▸ **Data under study**:
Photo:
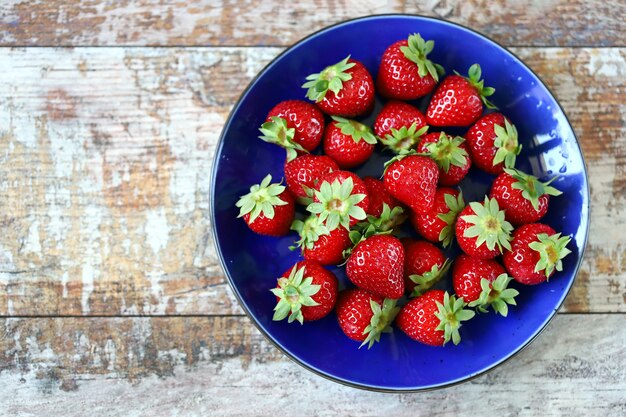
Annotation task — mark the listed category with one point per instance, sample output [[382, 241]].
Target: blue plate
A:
[[252, 262]]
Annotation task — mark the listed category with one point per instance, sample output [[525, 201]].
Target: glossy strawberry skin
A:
[[455, 103], [413, 181], [418, 321], [518, 210], [307, 170], [376, 264], [468, 272], [521, 260], [398, 77], [354, 312]]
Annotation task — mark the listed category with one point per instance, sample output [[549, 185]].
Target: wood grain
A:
[[227, 22]]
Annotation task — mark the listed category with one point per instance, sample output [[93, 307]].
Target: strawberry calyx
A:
[[262, 198], [331, 78], [276, 131], [451, 313], [552, 249], [294, 292], [496, 294], [488, 225]]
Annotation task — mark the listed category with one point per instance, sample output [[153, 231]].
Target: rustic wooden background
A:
[[111, 296]]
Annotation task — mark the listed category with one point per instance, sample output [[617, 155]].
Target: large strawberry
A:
[[268, 209], [376, 264], [306, 292], [433, 318], [364, 316], [348, 142], [493, 143], [536, 253], [522, 196], [482, 231], [343, 89], [458, 101], [450, 154], [405, 72]]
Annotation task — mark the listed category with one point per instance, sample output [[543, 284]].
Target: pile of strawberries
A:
[[355, 221]]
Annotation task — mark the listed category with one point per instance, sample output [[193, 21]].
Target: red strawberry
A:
[[483, 283], [438, 224], [405, 72], [304, 172], [364, 316], [537, 252], [376, 264], [523, 197], [493, 143], [306, 292], [412, 180], [348, 142], [433, 318], [344, 89], [482, 231], [340, 199], [268, 209], [450, 154], [424, 266], [458, 101]]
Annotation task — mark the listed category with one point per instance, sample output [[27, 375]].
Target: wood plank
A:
[[104, 162], [156, 366], [226, 22]]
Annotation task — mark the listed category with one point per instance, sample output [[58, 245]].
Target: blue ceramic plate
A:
[[252, 262]]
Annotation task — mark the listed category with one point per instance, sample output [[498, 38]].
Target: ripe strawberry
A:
[[450, 154], [424, 266], [412, 179], [364, 316], [458, 101], [523, 197], [344, 89], [376, 264], [348, 142], [340, 199], [306, 292], [303, 173], [320, 244], [438, 224], [537, 252], [483, 283], [482, 231], [405, 72], [433, 318], [493, 143], [268, 209]]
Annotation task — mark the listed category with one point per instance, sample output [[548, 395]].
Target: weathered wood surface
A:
[[105, 155], [209, 22]]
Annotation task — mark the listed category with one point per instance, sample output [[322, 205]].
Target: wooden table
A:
[[112, 297]]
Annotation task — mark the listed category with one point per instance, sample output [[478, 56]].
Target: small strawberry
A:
[[376, 264], [493, 143], [364, 316], [348, 142], [438, 224], [405, 72], [344, 89], [537, 252], [482, 231], [523, 197], [268, 209], [433, 318], [450, 154], [306, 292], [483, 283], [458, 101]]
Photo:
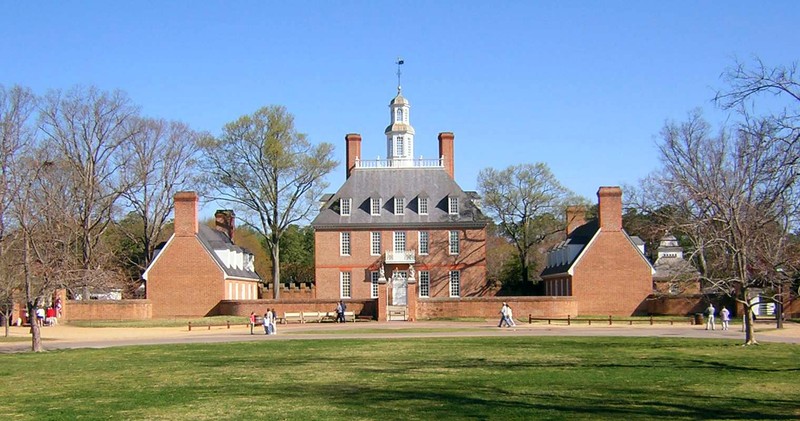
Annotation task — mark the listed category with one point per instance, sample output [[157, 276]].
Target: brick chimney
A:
[[446, 152], [226, 222], [186, 213], [609, 201], [353, 147], [576, 216]]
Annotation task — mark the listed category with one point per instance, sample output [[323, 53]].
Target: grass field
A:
[[444, 378]]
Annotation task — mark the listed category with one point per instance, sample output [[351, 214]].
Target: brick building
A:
[[400, 229], [599, 263], [199, 266]]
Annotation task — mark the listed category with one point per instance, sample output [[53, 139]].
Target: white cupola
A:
[[399, 133]]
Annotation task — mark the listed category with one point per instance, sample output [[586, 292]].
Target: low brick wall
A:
[[489, 307], [244, 307], [107, 310]]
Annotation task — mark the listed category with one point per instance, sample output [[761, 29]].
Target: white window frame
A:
[[375, 243], [424, 242], [399, 205], [399, 239], [422, 205], [345, 206], [453, 240], [452, 205], [424, 284], [375, 206], [455, 283], [344, 244], [345, 285], [374, 284]]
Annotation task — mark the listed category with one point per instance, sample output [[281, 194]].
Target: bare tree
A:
[[162, 157], [528, 203], [87, 127], [732, 194], [17, 105], [270, 172]]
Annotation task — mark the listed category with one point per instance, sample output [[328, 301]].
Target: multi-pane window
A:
[[455, 283], [374, 278], [424, 284], [344, 205], [424, 242], [454, 246], [452, 205], [399, 205], [344, 243], [399, 241], [375, 246], [375, 206], [345, 286], [422, 205]]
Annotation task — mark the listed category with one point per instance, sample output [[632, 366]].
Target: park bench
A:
[[293, 317]]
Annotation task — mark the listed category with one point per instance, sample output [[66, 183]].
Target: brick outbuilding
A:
[[599, 263], [199, 266]]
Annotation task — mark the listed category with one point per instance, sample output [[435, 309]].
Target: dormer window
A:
[[452, 205], [422, 205], [375, 206], [345, 206], [399, 205]]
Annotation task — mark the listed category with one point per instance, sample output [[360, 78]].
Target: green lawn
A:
[[405, 379]]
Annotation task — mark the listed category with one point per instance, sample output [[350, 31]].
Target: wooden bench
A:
[[293, 317]]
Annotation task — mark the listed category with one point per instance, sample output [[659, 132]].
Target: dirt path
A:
[[65, 336]]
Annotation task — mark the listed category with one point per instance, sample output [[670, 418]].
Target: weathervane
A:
[[399, 63]]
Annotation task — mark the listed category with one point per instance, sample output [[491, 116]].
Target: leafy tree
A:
[[270, 173], [528, 204]]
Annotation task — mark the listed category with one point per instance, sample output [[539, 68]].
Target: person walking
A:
[[510, 317], [265, 322], [710, 314], [725, 315], [503, 316]]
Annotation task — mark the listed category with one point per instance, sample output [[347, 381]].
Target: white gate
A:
[[400, 289]]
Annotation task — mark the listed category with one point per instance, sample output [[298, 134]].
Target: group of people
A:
[[506, 316], [724, 315], [269, 321]]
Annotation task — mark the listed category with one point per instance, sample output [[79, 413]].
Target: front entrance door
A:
[[400, 288]]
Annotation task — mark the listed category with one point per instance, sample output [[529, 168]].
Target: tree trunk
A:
[[276, 269], [36, 333], [749, 331]]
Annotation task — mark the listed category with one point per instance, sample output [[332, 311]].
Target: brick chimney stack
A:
[[186, 213], [353, 151], [446, 152], [576, 216], [609, 200], [226, 222]]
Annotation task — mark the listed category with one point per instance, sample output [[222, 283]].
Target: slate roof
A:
[[580, 237], [217, 240], [409, 183]]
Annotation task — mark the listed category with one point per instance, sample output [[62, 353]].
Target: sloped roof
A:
[[217, 240], [579, 237], [410, 183]]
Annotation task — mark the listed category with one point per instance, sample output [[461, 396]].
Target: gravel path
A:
[[67, 337]]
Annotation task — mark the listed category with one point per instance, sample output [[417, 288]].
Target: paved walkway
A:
[[65, 336]]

▸ **The task**: The reply should contain all of the data above, word for word, with no pictures.

▸ **Response**:
Photo:
Annotation task — mark the listed category with one point per instance, sample output [[382, 241]].
Target: blue plate
A:
[[252, 262]]
Annotation task — mark the listed category with one point per instance, sample output [[525, 201]].
Target: glossy strawberry skin
A:
[[455, 103], [413, 181], [418, 321], [518, 210], [307, 170], [376, 264], [468, 272], [521, 260], [398, 77], [354, 312]]
Annotation task — mark the listed category with one point per instance, sample output [[549, 185]].
Target: wood grain
A:
[[227, 22]]
Annotation task — mark the listed category with one point per instance, sample output [[93, 307]].
Target: strawberry calyx
A:
[[262, 198], [331, 78], [276, 131], [451, 313], [552, 249], [294, 292], [496, 294], [488, 225]]
Annotation task — mark the listed category with one point per instance, sample output [[153, 231]].
Target: rustic wooden background
A:
[[111, 296]]
Annotation task — mark the listed category with one point per instance, sample output [[617, 155]].
Target: large strawberry
A:
[[268, 209], [376, 264], [306, 292], [433, 318], [364, 316], [348, 142], [493, 143], [536, 253], [522, 196], [482, 231], [343, 89], [458, 101], [450, 154], [405, 72]]
Annotation task — mark the listed category with one point per instance, sample output [[543, 284]].
Target: pile of strawberries
A:
[[355, 221]]
Annotation task — mark the listed category with one point per instance, sample output [[193, 21]].
Target: red strawberry
A:
[[483, 283], [438, 224], [405, 72], [304, 172], [364, 316], [537, 252], [376, 264], [523, 197], [493, 143], [306, 292], [412, 180], [348, 142], [433, 318], [344, 89], [482, 231], [340, 199], [268, 209], [450, 154], [424, 266], [458, 101]]
Annotation task — mark the listed category with one point per instance, sample output [[27, 375]].
Target: wood plank
A:
[[104, 162], [156, 366], [226, 22]]
Annotation task — mark the listed category with one point per instance, sample output [[58, 245]].
Target: blue ceramic plate
A:
[[252, 262]]
Annotation task — mark the listed category with one point per instance, sample output [[498, 38]].
Target: ripe strawberry
A:
[[450, 154], [424, 266], [412, 179], [364, 316], [458, 101], [523, 197], [344, 89], [376, 264], [348, 142], [340, 199], [306, 292], [303, 173], [320, 244], [438, 224], [537, 252], [483, 283], [482, 231], [405, 72], [433, 318], [493, 143], [268, 209]]
Annotation task — mark the listed category with one point per instance, sample output [[548, 395]].
Target: weathered wood surface
A:
[[105, 155], [209, 22]]
Annotation task — mark the listed category with one point per instance, sample output [[322, 205]].
Target: wooden table
A:
[[112, 297]]
Annotation task — mark the listed category with one point per instance, sample output [[478, 56]].
Target: small strawberry
A:
[[376, 264], [493, 143], [364, 316], [348, 142], [438, 224], [405, 72], [344, 89], [537, 252], [482, 231], [523, 197], [268, 209], [433, 318], [450, 154], [306, 292], [483, 283], [458, 101]]
Photo:
Annotation task — mark the listed category with one point per instance, sample output [[157, 276]].
Target: brick chimney
A:
[[446, 152], [226, 222], [186, 213], [609, 201], [353, 147], [576, 216]]
Annotation task — mark the listed category with one point per instance, sample output [[323, 53]].
Target: grass field
A:
[[444, 378]]
Annotation task — mark the listed category with one point per instance, sample output [[351, 214]].
Target: brick building
A:
[[400, 229], [599, 263], [199, 266]]
Annotation task — mark the listed category with one point per instance, sample output [[53, 139]].
Target: white cupola
A:
[[399, 133]]
Annotation task — mark the listed category with one point per instance, sample output [[586, 292]].
Target: low brick wall
A:
[[489, 307], [244, 307], [107, 310]]
Annotation task — mark the listed category with one point per instance, sample output [[761, 29]].
Target: white window frame
A:
[[375, 243], [424, 242], [399, 205], [399, 239], [422, 205], [345, 206], [453, 240], [452, 205], [424, 284], [375, 206], [455, 283], [344, 244], [345, 285], [374, 284]]
Annotation task — mark the listed category with one point per instance, sample output [[281, 194]].
Target: bare tree
A:
[[162, 157], [528, 203], [87, 127], [732, 194], [17, 105], [270, 172]]
Annotation task — mark the listed category with one point per instance, sample output [[328, 301]].
Target: multi-pane window
A:
[[455, 283], [374, 278], [424, 284], [344, 205], [424, 242], [454, 246], [452, 205], [399, 205], [344, 243], [399, 241], [375, 246], [375, 206], [345, 286], [422, 205]]
Annotation task — mark the listed category with one point per instance, sample output [[632, 366]].
Target: park bench
A:
[[293, 317]]
Annotation task — mark the listed category with one point per instance, sample output [[66, 183]].
Target: brick outbuilding
A:
[[599, 263], [199, 266]]
Annotation task — mark the listed category with one point per instance, sample output [[435, 309]].
Target: dormer window
A:
[[452, 205], [422, 205], [375, 206], [345, 206], [399, 205]]
Annotation task — mark the listed category with one point per instance, sample output [[360, 78]].
Target: green lawn
A:
[[405, 379]]
Annotation task — mark the listed category with one point per instance, sample output [[350, 31]].
Target: wooden bench
A:
[[293, 317]]
Annotation task — mark the listed category with one point per instance, sample output [[659, 132]].
Target: dirt path
A:
[[65, 336]]
Annotation task — mark the listed category with one point per instance, sample output [[670, 418]].
Target: weathervane
A:
[[399, 63]]
Annotation task — mark the listed category with one point per instance, sample output [[491, 116]].
Target: leafy tree
A:
[[270, 173], [528, 204]]
Annotation task — mark the listed category with one point per instance, sample output [[539, 68]].
Target: person walking
A:
[[510, 317], [265, 322], [710, 314], [725, 315], [503, 316]]
Annotation task — mark the listed category with one point per instance, sample output [[347, 381]].
Target: white gate
A:
[[400, 289]]
Annotation task — mark the listed category with one point per instance, sample output [[298, 134]].
Target: group of people
A:
[[506, 316], [724, 315], [269, 321]]
Annotation task — mark the listed category with one point per instance, sample output [[79, 413]].
Target: front entrance door
A:
[[400, 288]]
Annotation task — mark the listed category with one point per instance, sample output [[529, 168]].
Target: tree trunk
A:
[[276, 269], [36, 333], [749, 331]]
Annotation task — mark the listed category with one point per instance, sample output [[332, 311]].
Target: brick chimney stack
A:
[[186, 213], [353, 151], [446, 152], [576, 216], [609, 200], [226, 222]]
Annotation task — mark the listed category with one point per instance, sample output [[222, 283]].
Target: slate roof
A:
[[580, 237], [217, 240], [409, 183]]
Annotation task — mark the listed category with one point per instance, sample output [[62, 353]].
Target: sloped roof
A:
[[217, 240], [579, 237], [410, 183]]
Annotation task — mark the listed category with one point per instance, sample output [[461, 396]].
Target: gravel path
A:
[[67, 337]]
Annotation task — mark the listed category with one point per instance, sample output [[417, 288]].
Target: paved walkway
A:
[[65, 336]]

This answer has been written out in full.